:: Problem to work on ::
Return nothing except the lines from the one that contains "Format as a" through the end of the material below, each exactly as given.

:: Data listing ::
= Beginning of Section =

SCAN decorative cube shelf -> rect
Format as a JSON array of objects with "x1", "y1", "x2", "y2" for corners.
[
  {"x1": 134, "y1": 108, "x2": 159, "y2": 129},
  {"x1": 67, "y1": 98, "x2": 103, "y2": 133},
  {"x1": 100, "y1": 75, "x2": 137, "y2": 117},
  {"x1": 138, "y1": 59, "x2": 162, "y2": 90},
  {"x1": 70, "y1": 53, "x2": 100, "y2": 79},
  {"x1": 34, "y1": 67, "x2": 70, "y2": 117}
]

= End of Section =

:: Expected answer ::
Format as a JSON array of objects with "x1", "y1", "x2", "y2" for corners.
[
  {"x1": 134, "y1": 108, "x2": 159, "y2": 129},
  {"x1": 67, "y1": 98, "x2": 103, "y2": 133},
  {"x1": 100, "y1": 75, "x2": 137, "y2": 117},
  {"x1": 138, "y1": 59, "x2": 162, "y2": 90},
  {"x1": 70, "y1": 53, "x2": 100, "y2": 79},
  {"x1": 34, "y1": 67, "x2": 70, "y2": 117}
]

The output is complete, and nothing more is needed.